— Given instruction —
Copy every record word for word.

— Material supplied —
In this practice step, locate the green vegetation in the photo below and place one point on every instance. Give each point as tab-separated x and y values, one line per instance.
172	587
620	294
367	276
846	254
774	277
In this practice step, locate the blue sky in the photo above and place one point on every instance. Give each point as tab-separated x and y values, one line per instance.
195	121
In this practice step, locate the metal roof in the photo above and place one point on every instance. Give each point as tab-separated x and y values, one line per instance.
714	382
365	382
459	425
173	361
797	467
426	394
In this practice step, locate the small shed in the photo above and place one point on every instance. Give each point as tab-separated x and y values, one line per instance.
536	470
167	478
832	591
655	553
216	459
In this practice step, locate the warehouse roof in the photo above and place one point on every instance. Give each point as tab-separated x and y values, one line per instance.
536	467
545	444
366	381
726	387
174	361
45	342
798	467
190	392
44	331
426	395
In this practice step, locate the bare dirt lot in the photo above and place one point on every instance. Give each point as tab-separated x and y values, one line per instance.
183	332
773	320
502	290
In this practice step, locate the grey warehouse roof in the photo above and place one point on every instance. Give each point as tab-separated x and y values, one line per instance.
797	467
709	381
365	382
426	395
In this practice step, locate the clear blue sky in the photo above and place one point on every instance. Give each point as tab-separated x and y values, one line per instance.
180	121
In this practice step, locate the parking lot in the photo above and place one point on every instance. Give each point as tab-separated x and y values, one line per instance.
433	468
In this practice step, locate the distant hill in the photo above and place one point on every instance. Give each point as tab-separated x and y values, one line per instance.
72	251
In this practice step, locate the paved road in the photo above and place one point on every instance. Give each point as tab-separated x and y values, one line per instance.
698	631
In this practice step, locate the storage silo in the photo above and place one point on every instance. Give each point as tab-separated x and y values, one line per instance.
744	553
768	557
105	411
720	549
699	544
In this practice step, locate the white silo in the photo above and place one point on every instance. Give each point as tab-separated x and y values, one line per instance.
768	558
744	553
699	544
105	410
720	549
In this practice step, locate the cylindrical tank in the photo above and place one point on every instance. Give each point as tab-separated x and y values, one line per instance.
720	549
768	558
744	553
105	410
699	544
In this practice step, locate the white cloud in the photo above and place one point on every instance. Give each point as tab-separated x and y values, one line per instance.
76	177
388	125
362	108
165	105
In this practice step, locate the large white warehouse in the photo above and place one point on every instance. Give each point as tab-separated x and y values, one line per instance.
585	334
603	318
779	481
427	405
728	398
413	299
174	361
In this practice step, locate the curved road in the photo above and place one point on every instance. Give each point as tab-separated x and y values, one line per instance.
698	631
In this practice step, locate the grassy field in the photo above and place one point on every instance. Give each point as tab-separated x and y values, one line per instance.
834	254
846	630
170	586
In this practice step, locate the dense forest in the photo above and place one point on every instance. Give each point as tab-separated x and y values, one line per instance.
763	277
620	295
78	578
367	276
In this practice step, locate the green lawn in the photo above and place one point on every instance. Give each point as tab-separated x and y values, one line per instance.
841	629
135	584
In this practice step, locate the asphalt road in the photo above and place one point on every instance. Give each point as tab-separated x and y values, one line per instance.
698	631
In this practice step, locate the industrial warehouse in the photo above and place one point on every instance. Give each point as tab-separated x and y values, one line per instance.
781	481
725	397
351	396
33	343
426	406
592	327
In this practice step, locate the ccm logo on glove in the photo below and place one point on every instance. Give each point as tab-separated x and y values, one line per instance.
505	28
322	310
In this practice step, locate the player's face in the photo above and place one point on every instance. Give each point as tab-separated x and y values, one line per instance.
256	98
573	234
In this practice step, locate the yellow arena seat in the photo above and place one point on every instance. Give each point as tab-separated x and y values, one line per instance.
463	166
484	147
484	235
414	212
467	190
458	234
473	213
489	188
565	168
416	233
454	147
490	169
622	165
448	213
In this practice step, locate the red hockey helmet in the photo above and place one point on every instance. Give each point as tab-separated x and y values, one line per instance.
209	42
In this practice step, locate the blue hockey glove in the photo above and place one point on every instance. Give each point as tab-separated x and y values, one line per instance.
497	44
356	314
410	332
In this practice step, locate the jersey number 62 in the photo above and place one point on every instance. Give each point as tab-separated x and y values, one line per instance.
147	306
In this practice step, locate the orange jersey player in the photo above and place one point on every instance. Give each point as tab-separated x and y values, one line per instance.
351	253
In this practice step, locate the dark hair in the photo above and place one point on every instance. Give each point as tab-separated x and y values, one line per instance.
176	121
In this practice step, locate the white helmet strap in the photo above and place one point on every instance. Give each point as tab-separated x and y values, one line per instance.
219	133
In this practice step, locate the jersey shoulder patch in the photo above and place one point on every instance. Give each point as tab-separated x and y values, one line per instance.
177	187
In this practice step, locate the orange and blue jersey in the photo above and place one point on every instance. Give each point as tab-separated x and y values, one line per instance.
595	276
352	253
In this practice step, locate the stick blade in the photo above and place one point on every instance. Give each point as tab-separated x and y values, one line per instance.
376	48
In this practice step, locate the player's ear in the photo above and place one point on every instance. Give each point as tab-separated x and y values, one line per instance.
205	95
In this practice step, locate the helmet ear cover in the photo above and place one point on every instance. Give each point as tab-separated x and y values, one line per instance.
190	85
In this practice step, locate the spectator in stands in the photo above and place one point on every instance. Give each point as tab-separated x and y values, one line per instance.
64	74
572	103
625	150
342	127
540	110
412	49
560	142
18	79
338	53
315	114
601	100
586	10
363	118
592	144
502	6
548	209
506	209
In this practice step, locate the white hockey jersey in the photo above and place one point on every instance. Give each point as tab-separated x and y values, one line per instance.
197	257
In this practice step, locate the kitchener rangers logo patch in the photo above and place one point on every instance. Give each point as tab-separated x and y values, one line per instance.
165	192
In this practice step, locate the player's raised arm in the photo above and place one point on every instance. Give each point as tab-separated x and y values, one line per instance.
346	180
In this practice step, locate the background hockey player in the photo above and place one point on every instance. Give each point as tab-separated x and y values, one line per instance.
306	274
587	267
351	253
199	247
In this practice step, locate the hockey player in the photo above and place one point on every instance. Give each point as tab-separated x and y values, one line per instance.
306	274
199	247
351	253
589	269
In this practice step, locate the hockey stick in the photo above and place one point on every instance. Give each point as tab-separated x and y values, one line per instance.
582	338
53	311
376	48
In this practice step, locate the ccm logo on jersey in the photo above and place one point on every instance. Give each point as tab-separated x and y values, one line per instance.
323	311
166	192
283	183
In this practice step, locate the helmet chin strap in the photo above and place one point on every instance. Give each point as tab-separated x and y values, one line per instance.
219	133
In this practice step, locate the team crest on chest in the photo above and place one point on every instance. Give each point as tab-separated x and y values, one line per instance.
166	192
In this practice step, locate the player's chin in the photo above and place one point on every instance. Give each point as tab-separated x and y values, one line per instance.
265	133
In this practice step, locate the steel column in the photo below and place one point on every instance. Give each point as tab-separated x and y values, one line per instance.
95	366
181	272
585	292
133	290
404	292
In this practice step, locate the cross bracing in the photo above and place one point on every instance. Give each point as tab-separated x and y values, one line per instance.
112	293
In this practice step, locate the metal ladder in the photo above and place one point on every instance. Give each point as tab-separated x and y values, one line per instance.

— Expected output —
In this practice step, locate the green vegetation in the photo below and place one point on every instance. Give each point as tab-separated x and y values, one line per instance.
172	587
620	294
367	276
846	254
774	277
In this practice step, locate the blue sky in the photo above and place one point on every instance. Give each point as tab-separated x and y values, one line per instance.
195	121
In this practice step, locate the metal roof in the photo above and place one point on every instance. Give each point as tab-separated x and y values, one line per instance.
714	382
365	382
459	425
173	361
797	467
426	394
In this practice step, locate the small shed in the photo above and place one point on every instance. Give each point as tab-separated x and y values, one line per instance.
536	470
167	478
832	591
655	553
216	459
In this practice step, locate the warehouse roof in the photo above and place one point on every instance. Give each point as tab-separated x and y values, one line per instance.
536	467
545	444
366	381
726	387
174	361
45	342
798	467
190	392
44	331
426	395
In this practice step, locate the bare dirt lot in the photo above and place one point on every instance. Give each point as tab-separated x and y values, one line per instance.
183	332
773	320
502	290
In this practice step, locate the grey warehouse roof in the photo above and place one point on every instance. Give each point as tab-separated x and y values, one line per instance.
797	467
709	381
365	382
426	395
In this practice step, locate the clear blue sky in the photo above and place one point on every instance. Give each point as tab-separated x and y values, one line per instance.
180	121
In this practice step, locate the parking lot in the photo above and place one point on every instance. Give each point as tab-separated x and y values, one line per instance.
433	468
In this practice step, locate the distant hill in the photo above and place one point on every instance. Give each point as tab-separated x and y values, one line per instance.
72	251
In this practice step, locate the paved road in the photo above and place one point on every instance. Give each point as tab-separated x and y values, one line per instance.
698	631
In this practice step, locate the storage silo in the photo above and place one point on every instance. Give each point as tab-separated x and y values, one line per instance.
744	553
768	557
105	411
720	549
699	544
In this practice step, locate the white silo in the photo above and place one point on every instance. Give each point as tab-separated x and y values, one line per instance.
768	558
744	553
699	544
105	410
720	549
In this practice step, locate the cylindrical tank in the photo above and place one point on every instance. Give each point as tab-separated x and y values, one line per instance.
720	549
768	558
744	553
105	410
699	544
In this practice step, locate the white cloud in the photo above and place one point on every instance. Give each point as tab-separated x and y values, one line per instance.
76	177
388	125
362	108
165	105
In this practice step, locate the large white warehouse in the photo above and place one point on every instance. Give each point as tab-separated x and y values, one line per instance.
585	334
603	318
779	481
427	405
728	398
413	299
174	361
In this practice step, locate the curved road in the photo above and place one point on every instance. Give each point as tab-separated x and y values, one line per instance.
698	631
In this practice step, locate the grassy field in the photo above and place one point on every instance. Give each point as tab-separated x and y values, one line per instance.
834	254
846	630
170	586
In this practice step, locate the dense forest in the photo above and place one point on every instance. Give each point as tab-separated x and y values, one line per instance.
763	277
620	295
78	578
367	276
In this practice step, locate the green lawn in the photo above and place one point on every instance. Give each point as tab-separated x and y values, one line per instance.
841	629
135	584
In this practice step, locate the asphalt road in the photo above and place one point on every instance. Give each point as tab-separated x and y values, one line per instance.
698	631
In this practice step, locate the industrial warehouse in the photo above and place one point on every instance. Give each point as tab-separated x and y values, one line per instance.
781	481
725	397
351	396
33	343
426	406
592	327
In this practice step, locate the ccm logo on glove in the photo below and place one point on every instance. Give each point as tab-separated x and y values, one line per instance.
505	28
322	310
In this practice step, locate the player's face in the photo above and place one point on every instance. Give each point as tab-separated x and y values, one line per instance.
256	98
573	234
In this practice step, locate the yellow arena seat in the photo above and place one point on every instance. Give each point as tab-separated x and y values, one line per instance.
463	166
484	147
484	235
414	212
467	190
458	234
473	213
489	188
565	168
416	233
454	147
490	169
622	165
448	213
In this practice step, locate the red hockey helmet in the photo above and place one point on every instance. Give each point as tab-separated x and y values, one line per instance.
209	42
In this practice step, locate the blue hockey glove in the photo above and place one point on every instance. Give each point as tab-separated x and y values, one line per instance.
497	44
356	314
410	332
In this practice step, locate the jersey number 62 in the photo above and place one point on every instance. Give each point as tab-separated x and y values, one line per instance.
147	306
In this practice step, locate the orange jersey player in the photo above and place one point on every instance. Give each point as tab-separated x and y values, one line per instance.
351	253
In this practice step, locate the dark hair in the photo above and place one point on every instance. Give each point as tab-separated x and y values, one line per instance.
176	121
In this practice step, locate the white helmet strap in the photo above and place one point on every instance. Give each point as tab-separated x and y values, one line per instance.
219	133
In this practice step, locate the jersey shoulder patch in the photo above and place one point on every instance. Give each point as tab-separated x and y values, one line per instance.
177	187
In this practice step, locate the orange and blue jersey in the photo above and place one point on every instance. Give each point as tab-separated x and y values, one line per instance.
595	276
352	253
In this practice step, locate the stick blade in the photo above and place one point on every instance. Give each point as tab-separated x and y values, one line per instance.
376	48
In this practice step, locate the player's ear in the photo above and place one point on every instance. Give each point as tab-separated x and y values, one line per instance.
205	95
In this practice step, locate the helmet ear cover in the photo above and place one point on every instance. Give each point as tab-separated x and y values, one line per instance.
190	85
In this practice step, locate the spectator in stands in the photo above and place one point on every instance. Give each point as tab-separated x and y values, one line per instance.
64	74
572	103
625	150
342	127
540	110
412	49
560	142
18	79
338	53
315	114
601	100
586	10
363	118
592	144
502	6
548	209
506	209
In this practice step, locate the white hockey jersey in the photo above and place one point on every instance. Give each point as tab-separated x and y values, one line per instance.
197	257
In this practice step, locate the kitchener rangers logo patch in the photo above and place one point on every instance. Give each point as tab-separated x and y values, one line per instance.
165	192
In this practice step, locate the player's raised arm in the photo above and place one point on every instance. Give each point as tab-separated x and y values, one line per instance.
346	180
In this practice step, locate the background hockey player in the photo above and place one point on every instance. Give each point as tab-separated x and y values, one line per instance.
306	274
587	267
351	253
199	247
In this practice step, locate the hockey player in the photo above and place one point on every instance. Give each point as tab-separated x and y values, one line per instance.
306	274
199	247
351	253
589	269
In this practice step, locate the hockey stick in the photo above and place one point on every instance. Give each point as tab-separated x and y values, one line per instance.
582	338
53	311
376	48
In this practice step, locate the ccm logo on jersey in the photo above and place one point on every instance. Give each point as tab-separated x and y values, one line per instance.
323	311
166	192
283	183
In this practice step, locate the helmet chin strap in the photo above and place one point on every instance. Give each point as tab-separated x and y values, one line per instance.
219	133
In this practice step, locate the team crest on chest in the photo above and place one point on every instance. Give each point as tab-separated x and y values, one line per instance.
166	192
In this practice step, locate the player's chin in the photo above and place one point on every instance. Give each point as tab-separated x and y values, one line per instance.
265	133
In this practice step, locate the steel column in the photo below and place one point on every instance. Give each point as tab-separated x and y values, one line per instance.
95	366
181	272
585	292
133	290
404	292
In this practice step, locate the cross bracing in the photo above and place one point on every instance. Give each point as tab-separated x and y values, one line per instance.
112	293
In this practice step, locate the metal ladder in the photo above and place one point on every instance. Give each point as tab-separated x and y values, one line per instance.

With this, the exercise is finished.